**What is asked**. Reproduce each of the rows below verbatim, from the first to the last, without altering any text or number.

**Data lines**.
* begin *
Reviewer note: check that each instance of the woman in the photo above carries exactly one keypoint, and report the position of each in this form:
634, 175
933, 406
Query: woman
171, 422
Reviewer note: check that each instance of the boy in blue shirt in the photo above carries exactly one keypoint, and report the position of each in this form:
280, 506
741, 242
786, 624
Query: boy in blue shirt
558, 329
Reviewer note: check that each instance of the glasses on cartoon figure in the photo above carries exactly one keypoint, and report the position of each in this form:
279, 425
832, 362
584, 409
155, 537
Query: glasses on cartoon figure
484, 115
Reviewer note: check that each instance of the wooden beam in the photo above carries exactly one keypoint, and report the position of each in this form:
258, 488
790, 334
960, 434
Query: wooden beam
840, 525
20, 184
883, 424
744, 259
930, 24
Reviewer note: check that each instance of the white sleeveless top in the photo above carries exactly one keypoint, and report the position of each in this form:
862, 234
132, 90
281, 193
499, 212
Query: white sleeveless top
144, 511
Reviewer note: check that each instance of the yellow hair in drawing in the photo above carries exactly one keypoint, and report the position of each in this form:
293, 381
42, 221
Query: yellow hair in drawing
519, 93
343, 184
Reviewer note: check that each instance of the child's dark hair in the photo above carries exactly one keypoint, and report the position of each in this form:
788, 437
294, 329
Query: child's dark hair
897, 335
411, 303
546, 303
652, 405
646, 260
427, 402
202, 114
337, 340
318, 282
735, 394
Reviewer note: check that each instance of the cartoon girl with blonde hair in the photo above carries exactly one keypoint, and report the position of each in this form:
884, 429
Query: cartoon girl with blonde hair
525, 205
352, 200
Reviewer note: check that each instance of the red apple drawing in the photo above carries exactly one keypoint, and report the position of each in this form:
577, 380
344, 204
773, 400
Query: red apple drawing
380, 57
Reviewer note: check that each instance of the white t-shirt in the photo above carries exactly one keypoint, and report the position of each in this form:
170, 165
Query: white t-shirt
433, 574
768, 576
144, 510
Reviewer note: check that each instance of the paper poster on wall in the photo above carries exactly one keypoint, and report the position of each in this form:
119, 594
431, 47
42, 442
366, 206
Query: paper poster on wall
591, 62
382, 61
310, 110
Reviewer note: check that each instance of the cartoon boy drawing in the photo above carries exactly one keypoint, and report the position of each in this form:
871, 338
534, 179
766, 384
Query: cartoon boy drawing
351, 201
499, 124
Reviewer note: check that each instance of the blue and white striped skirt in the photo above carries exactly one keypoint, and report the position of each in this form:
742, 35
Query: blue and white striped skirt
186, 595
* end *
**Written response**.
Reviewer note: check that each instance of the woman in the photo above carries exactly one keypoint, and report the position of each in this form:
634, 175
933, 406
Query: woman
171, 422
Reviewer note: check that each instance of the boy in blue shirt in the photo above carries exactly one keypoint, and report the position of each in this form:
280, 506
741, 242
786, 624
Query: boy in blue shirt
558, 329
Reviewer note: check that each instance of the glasses on cartoon figure in the photo above carries exactly one keypoint, and report the position of each in this form:
279, 425
832, 362
584, 409
155, 537
Query: glasses on cartoon figure
484, 115
Reviewer note: check that each instance of the wooden beam in the photo above carries exactly one keypoint, and report the position of each in this form:
258, 488
790, 334
960, 434
Query: wooden beam
840, 525
20, 184
883, 424
744, 259
930, 24
Reviewer note: check that each instance of the white sleeveless top in the photo above carries exactly one keypoint, and report the position of each in this form:
862, 234
132, 90
281, 193
499, 212
Query: white sleeveless top
144, 511
Reviewer note: check that each instance of the yellow hair in drawing in the photo above carries exactly one keypoint, and report the position of each in this form:
293, 381
42, 221
Query: yellow hair in drawing
519, 93
343, 184
Reviewer note: check that each instance of the child's dark hair in the photo above carries exactly one keypoint, and report the position of each in this form:
788, 437
294, 329
Query: child's dark hair
897, 335
411, 303
546, 303
652, 405
646, 260
427, 402
202, 114
337, 340
318, 282
735, 394
Reviewer note: check that each instance of the cartoon girl with blonde hair in the photo above carries exactly one keypoint, and report the position of each in this form:
884, 429
Query: cartoon girl with blonde hair
525, 205
352, 200
Reviewer note: check that each instance of the red apple drawing in the photo above carries exactly one keypoint, and report the position of each in this form:
577, 380
344, 204
773, 400
Query: red apple drawing
380, 57
Reviewer note: check that each instance of the white t-shirt in the photo above carries exactly one keypoint, and report the position of each in this form:
170, 165
Query: white t-shirt
433, 574
768, 576
144, 510
Reviewer note: check that each instance of the paper poster on wall in the photo above carries exactly one keypoint, and report the position of each in this form:
119, 594
431, 47
42, 442
366, 206
Query: paper poster on wall
591, 62
382, 61
310, 110
Reviewer note: check that each instance of the cartoon boy drawing in the photo above carries exactly one keypoint, and report the position of each in this form:
871, 338
534, 179
766, 384
Query: cartoon boy drawing
351, 201
499, 124
Reviewer note: check that each instance of the blue and white striped skirt in the photo above carries exactly one keypoint, and report the position of each in this form:
742, 35
Query: blue and white striped skirt
186, 595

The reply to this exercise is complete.